ACTIVITY. Below are records; transcribe each one exactly.
-- SOURCE RECORDS follows --
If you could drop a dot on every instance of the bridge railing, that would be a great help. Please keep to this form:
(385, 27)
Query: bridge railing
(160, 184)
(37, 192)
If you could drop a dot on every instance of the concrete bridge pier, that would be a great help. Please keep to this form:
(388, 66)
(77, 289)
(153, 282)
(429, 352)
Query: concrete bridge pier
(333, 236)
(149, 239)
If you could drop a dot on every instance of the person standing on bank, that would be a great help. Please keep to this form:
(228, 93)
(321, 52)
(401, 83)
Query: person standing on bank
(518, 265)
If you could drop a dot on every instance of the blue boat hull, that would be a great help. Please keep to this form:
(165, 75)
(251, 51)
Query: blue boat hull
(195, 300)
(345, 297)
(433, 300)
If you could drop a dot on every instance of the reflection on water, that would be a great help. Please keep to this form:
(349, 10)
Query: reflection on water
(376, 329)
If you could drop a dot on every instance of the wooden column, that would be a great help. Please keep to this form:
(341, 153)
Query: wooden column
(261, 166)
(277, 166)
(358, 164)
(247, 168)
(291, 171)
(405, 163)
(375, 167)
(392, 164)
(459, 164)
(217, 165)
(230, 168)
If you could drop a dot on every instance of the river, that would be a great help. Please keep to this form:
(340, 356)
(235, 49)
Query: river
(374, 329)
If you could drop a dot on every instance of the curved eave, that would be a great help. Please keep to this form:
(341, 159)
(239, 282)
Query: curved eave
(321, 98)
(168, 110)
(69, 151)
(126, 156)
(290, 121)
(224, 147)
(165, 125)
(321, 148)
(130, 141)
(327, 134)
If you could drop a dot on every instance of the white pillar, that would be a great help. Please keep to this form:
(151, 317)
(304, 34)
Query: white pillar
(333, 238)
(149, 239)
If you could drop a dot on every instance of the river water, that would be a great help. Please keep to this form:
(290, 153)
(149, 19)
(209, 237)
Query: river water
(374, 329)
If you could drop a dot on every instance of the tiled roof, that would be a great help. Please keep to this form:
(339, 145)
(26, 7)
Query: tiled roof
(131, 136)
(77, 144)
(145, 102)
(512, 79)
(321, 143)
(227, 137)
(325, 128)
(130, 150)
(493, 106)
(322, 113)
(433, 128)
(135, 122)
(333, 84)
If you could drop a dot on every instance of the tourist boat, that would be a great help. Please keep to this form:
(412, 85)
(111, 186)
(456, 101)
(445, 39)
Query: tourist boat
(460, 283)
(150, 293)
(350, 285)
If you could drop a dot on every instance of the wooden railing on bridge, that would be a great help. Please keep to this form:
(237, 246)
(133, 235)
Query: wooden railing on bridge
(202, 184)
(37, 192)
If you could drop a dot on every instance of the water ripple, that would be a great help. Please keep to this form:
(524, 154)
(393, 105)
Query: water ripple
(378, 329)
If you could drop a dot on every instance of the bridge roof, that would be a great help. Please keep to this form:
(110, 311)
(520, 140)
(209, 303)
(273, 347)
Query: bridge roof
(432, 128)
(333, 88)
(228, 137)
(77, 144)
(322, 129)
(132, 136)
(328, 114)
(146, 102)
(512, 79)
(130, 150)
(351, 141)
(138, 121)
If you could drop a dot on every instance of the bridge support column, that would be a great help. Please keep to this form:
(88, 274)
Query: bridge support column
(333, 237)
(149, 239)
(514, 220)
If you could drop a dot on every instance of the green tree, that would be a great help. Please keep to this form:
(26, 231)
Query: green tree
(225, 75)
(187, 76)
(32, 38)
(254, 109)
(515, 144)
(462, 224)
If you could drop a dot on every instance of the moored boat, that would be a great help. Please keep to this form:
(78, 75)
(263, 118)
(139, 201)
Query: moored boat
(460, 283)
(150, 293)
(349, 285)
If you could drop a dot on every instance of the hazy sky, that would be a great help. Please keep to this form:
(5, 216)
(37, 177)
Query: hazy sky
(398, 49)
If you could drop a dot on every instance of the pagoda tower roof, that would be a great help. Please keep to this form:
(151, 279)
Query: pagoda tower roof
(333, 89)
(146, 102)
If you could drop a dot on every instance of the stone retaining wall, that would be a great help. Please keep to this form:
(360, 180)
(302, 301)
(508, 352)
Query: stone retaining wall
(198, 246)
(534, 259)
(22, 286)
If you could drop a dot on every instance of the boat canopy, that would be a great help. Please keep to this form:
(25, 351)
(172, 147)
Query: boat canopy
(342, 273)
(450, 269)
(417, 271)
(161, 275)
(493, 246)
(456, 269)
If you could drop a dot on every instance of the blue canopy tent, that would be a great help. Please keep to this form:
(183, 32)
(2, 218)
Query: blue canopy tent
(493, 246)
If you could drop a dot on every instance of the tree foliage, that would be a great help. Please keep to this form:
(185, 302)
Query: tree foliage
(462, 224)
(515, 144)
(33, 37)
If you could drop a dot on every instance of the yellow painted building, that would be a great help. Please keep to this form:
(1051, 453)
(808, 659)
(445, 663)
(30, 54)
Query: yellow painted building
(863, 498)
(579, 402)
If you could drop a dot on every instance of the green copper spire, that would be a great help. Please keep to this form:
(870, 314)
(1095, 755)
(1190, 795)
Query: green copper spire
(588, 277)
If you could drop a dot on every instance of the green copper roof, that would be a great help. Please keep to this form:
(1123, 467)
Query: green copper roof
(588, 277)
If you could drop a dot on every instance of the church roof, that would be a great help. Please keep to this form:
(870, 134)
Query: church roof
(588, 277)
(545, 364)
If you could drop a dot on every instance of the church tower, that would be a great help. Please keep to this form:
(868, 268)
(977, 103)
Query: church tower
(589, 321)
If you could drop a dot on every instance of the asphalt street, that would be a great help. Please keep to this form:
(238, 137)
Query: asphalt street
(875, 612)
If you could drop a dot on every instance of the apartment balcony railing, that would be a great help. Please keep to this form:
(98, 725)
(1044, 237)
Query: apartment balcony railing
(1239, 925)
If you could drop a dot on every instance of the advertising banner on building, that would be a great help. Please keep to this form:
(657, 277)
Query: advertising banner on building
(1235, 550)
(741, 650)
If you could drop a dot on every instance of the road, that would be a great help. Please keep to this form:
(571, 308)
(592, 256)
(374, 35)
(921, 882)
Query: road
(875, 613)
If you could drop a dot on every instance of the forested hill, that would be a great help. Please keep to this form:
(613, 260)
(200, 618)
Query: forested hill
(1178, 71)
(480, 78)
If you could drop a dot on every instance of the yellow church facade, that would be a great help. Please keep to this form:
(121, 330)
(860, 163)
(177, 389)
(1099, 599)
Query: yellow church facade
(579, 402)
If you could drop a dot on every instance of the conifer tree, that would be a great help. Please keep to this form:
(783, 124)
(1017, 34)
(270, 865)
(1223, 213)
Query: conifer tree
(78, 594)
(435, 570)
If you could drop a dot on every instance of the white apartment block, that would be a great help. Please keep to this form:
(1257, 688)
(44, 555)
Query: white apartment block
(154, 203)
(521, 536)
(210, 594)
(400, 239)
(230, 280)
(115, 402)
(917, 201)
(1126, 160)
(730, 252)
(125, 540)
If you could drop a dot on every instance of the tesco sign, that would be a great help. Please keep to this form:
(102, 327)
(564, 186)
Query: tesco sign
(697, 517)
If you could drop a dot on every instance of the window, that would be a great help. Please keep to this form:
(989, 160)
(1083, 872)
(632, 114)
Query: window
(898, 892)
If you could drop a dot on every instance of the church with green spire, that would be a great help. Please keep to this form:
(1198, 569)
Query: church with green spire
-- SOURCE RECORDS concluded --
SOLUTION TO THIS EXERCISE.
If you could drop a dot on every instance of the bridge railing, that would be a great help. Please keep to this form:
(385, 27)
Query: bridge railing
(160, 184)
(37, 192)
If you could drop a dot on every instance of the concrete bridge pier, that would be a great help. Please keep to this form:
(388, 66)
(77, 289)
(153, 282)
(429, 352)
Query: concrete bridge pier
(333, 236)
(149, 239)
If you could drop a dot on every instance of the person standing on bank, that would be a great help. Please keep to this form:
(228, 93)
(321, 52)
(401, 83)
Query: person standing on bank
(518, 265)
If you could drop a dot on every instance of the blue boat hull, that would be a great help. Please keep to this form:
(165, 75)
(251, 51)
Query: blue boat hull
(195, 300)
(345, 297)
(433, 300)
If you could drop a dot on every instance of the reflection on water, that would be a great help. Please keep to this form:
(349, 10)
Query: reflection on water
(376, 329)
If you could drop a dot on every instance of the wooden column, that would be a great help. Please keep to this form:
(341, 153)
Query: wooden column
(261, 166)
(277, 166)
(358, 164)
(247, 168)
(291, 171)
(405, 163)
(375, 167)
(392, 164)
(459, 164)
(217, 165)
(230, 168)
If you could drop a dot on every instance of the river, that would be a great help. Please keep to this form:
(340, 356)
(235, 49)
Query: river
(374, 329)
If you could drop a dot on every instance of the curved eave, that would be a great help. Please keep to this form:
(341, 159)
(239, 282)
Query: curved eave
(321, 98)
(168, 110)
(69, 151)
(126, 156)
(290, 121)
(224, 147)
(165, 125)
(321, 148)
(130, 141)
(327, 134)
If you could drop a dot on every instance of the white pillar, that would be a great help. Please keep to this form:
(151, 317)
(304, 34)
Query: white pillar
(333, 238)
(149, 239)
If you could drop a dot on every instance of the river water, that would be a great help. Please keep to this form:
(290, 153)
(149, 19)
(209, 237)
Query: river water
(374, 329)
If you could drop a dot on every instance of the tiled roof, that would be a great help. Please keep to this form:
(339, 145)
(26, 7)
Query: tiled roof
(131, 136)
(77, 144)
(145, 102)
(512, 79)
(321, 143)
(227, 137)
(325, 128)
(130, 150)
(493, 106)
(322, 113)
(433, 128)
(135, 122)
(333, 84)
If you could drop a dot on every instance of the tourist boat, that would be a great help. Please keep to this form:
(412, 85)
(111, 186)
(456, 101)
(445, 39)
Query: tourist boat
(460, 283)
(150, 293)
(350, 285)
If you could drop a dot on every instance of the wooden railing on bridge, that would be a great help. Please keep to this form:
(237, 246)
(133, 235)
Query: wooden railing on bridge
(202, 184)
(37, 192)
If you could drop a dot on every instance of the water ripple, that would be a great help. Please keep to this form:
(524, 154)
(393, 105)
Query: water ripple
(378, 329)
If you could drop a dot on every instance of the bridge roof, that would be a great help. Please keep to this form:
(110, 311)
(520, 140)
(209, 303)
(273, 347)
Query: bridge roof
(432, 128)
(333, 88)
(228, 137)
(77, 144)
(322, 129)
(132, 136)
(328, 114)
(146, 102)
(512, 79)
(130, 150)
(351, 141)
(138, 121)
If you could drop a dot on every instance of the bridge support column, that would be a great help. Please keep to this form:
(88, 274)
Query: bridge support column
(333, 237)
(149, 239)
(514, 220)
If you could drop a dot on every instance of the green tree, that would be a great help. Please keep to this form:
(26, 231)
Query: green tree
(225, 75)
(187, 76)
(32, 38)
(254, 109)
(515, 144)
(462, 224)
If you could drop a dot on every instance of the moored boat, that would be a great help. Please keep to this form:
(78, 75)
(263, 118)
(139, 201)
Query: moored boat
(460, 283)
(150, 293)
(349, 285)
If you could drop a dot on every instance of the hazy sky, that would be a great help. Please keep to this form:
(5, 216)
(37, 177)
Query: hazy sky
(398, 49)
If you could drop a dot on every instance of the pagoda tower roof, that would be a great help. Please keep to this form:
(151, 279)
Query: pagoda tower roof
(333, 89)
(146, 102)
If you could drop a dot on every instance of the stone retaining wall, that would be a great help. Please keep to this form:
(360, 180)
(302, 301)
(508, 352)
Query: stone retaining wall
(198, 246)
(534, 259)
(22, 286)
If you could drop a dot on every instance of the boat canopy, that would be a great help. Please keep to this form:
(25, 351)
(172, 147)
Query: boat canopy
(342, 273)
(450, 269)
(417, 271)
(161, 275)
(493, 246)
(456, 269)
If you could drop a dot on every instance of the blue canopy tent, that would be a great help. Please keep to this form:
(183, 32)
(2, 218)
Query: blue canopy tent
(493, 246)
If you could drop a dot on every instance of the tree foliage, that would be a great help. Please keep to this form:
(185, 302)
Query: tree foliage
(462, 224)
(515, 144)
(33, 37)
If you could drop a dot on every instance of the yellow painted building, that would be a great help. Please keep to this form:
(1051, 453)
(808, 659)
(445, 663)
(30, 54)
Query: yellow painted building
(863, 498)
(579, 402)
If you could drop a dot on every instance of the green copper spire, that would be a great help. Please keep to this form:
(870, 314)
(1095, 755)
(1190, 795)
Query: green copper spire
(588, 277)
If you could drop a dot on every instance of the green copper roof, that would be a great help. Please keep to this form:
(1123, 467)
Query: green copper roof
(588, 277)
If you could drop a dot on every instance of the church roof, that would be a great help. Please keep to this form:
(870, 134)
Query: church roof
(588, 277)
(545, 364)
If you could drop a dot on every instance of the church tower, that would be a great help. Please keep to this form:
(868, 268)
(977, 103)
Query: church tower
(589, 321)
If you could drop a dot on every instance of the asphalt street, that would be a great help. Please keep to this form:
(238, 137)
Query: asphalt street
(875, 612)
If you could drop a dot on every instance of the apartment balcony railing, that would be a great help. Please keep to this form:
(98, 725)
(1044, 237)
Query: apartment balcony railing
(1239, 925)
If you could drop a dot on every instance of the advertising banner on building, that would be a great help. Please keep to this form:
(657, 277)
Query: advertising banner on building
(1235, 550)
(741, 650)
If you could drop a dot on every instance of the road, that would be a great help. Please keep to this form:
(571, 308)
(592, 256)
(374, 35)
(921, 882)
Query: road
(875, 613)
If you could drop a dot on every instance of the forested hill, that would be a great help. Please keep to this form:
(613, 260)
(200, 618)
Query: forested hill
(1178, 71)
(480, 78)
If you could drop a dot on every instance of the yellow church facade, that would be a great help. Please keep to this form:
(121, 330)
(860, 163)
(177, 389)
(1099, 599)
Query: yellow church facade
(579, 402)
If you could drop a dot on every instance of the conifer tree, that would be a great help. Please keep to this form:
(783, 124)
(1017, 34)
(270, 865)
(1223, 213)
Query: conifer tree
(78, 594)
(435, 570)
If you could drop a dot on every instance of the white apartment block, that would be a great help. Please keep to this form:
(1257, 688)
(44, 555)
Query: white apartment block
(154, 203)
(521, 536)
(210, 594)
(400, 239)
(230, 280)
(115, 402)
(917, 201)
(1126, 160)
(730, 252)
(125, 540)
If you could drop a dot on every instance of the tesco sign, that would be a great help. Please keep to this form:
(102, 327)
(564, 186)
Query: tesco sign
(697, 517)
If you could drop a dot on every instance of the window, that would be a great help. Please keep to this form:
(989, 160)
(1083, 872)
(632, 114)
Query: window
(898, 892)
If you could drop a dot on every instance of the church with green spire, that would be a great help. Please keep to this form:
(1198, 569)
Query: church with green spire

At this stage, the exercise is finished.